## EXTRAIT DU DOCUMENT

======

De quoi les lycées Averroès et Stanislas sont-ils le nom ? ou Comment la domination de classe se joue au sein des établissements privés sous contrat

vendredi 26 janvier 2024


Deux établissements privés sous contrat avec l’État sont à la une en ce début d’année.

Les deux sont mis en cause principalement pour être en contradiction avec les valeurs de la République. Le combat médiatique « Stanislas versus Averroès » semble porter la difficile et délicate question du respect du contrat d’association entre l’État et certains établissements privés sous contrat.

L’un, catholique, se situe dans le VIe arrondissement de Paris. En 2022, son indice de position(1) (IPS) est de 146,5 pour le collège et de 147,1 pour le lycée.
Selon un article publié dans le Monde le 18 janvier 2023, « en 2021, le lycée Stanislas a […] le même IPS très élevé qu’Henri IV, mais un public deux fois moins hétérogène socialement, et un taux de boursiers 13,5 fois inférieur ». De plus, le lycée profite également d’une meilleure dotation horaire par élève. En 2021, le rapport H/E (dotation horaire de l’établissement / élève) pour les lycées généraux publics parisiens était de 1,1 en moyenne lorsque dans le privé, le rapport H/E des lycées privés parisiens est en moyenne à 1,27. « Plus il est élevé, plus l’encadrement des élèves et les conditions d’enseignement sont favorables », précise Le Monde, qui n’a pu consulter que les données des établissements de Paris. De plus, comme l’ensemble de l’enseignement privé, le lycée bénéficie également d’un financement public à hauteur 73%.

======

## MATÉRIEL FOURNI
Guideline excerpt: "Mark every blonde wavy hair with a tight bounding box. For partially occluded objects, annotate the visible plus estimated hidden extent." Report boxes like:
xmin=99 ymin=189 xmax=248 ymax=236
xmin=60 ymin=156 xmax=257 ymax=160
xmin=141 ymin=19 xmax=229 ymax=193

======

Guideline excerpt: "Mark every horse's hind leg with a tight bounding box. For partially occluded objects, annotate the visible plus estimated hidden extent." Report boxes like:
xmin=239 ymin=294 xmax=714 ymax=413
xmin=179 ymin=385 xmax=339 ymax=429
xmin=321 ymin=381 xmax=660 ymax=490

======

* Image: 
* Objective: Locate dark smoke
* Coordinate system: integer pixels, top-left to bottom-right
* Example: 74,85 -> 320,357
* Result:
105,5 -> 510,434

======

## CONSIGNE
Répondez à ces questions sur l'article consacré aux lycées Averroès et Stanislas :
1. Quel est l'IPS du lycée de l'établissement catholique du VIe arrondissement en 2022 ?
2. Quel était en 2021 le rapport H/E moyen des lycées privés parisiens ?
3. À hauteur de quel pourcentage le lycée Stanislas bénéficie-t-il d'un financement public ?

## CORRIGÉ
1. 147,1.
2. 1,27.
3. 73 %.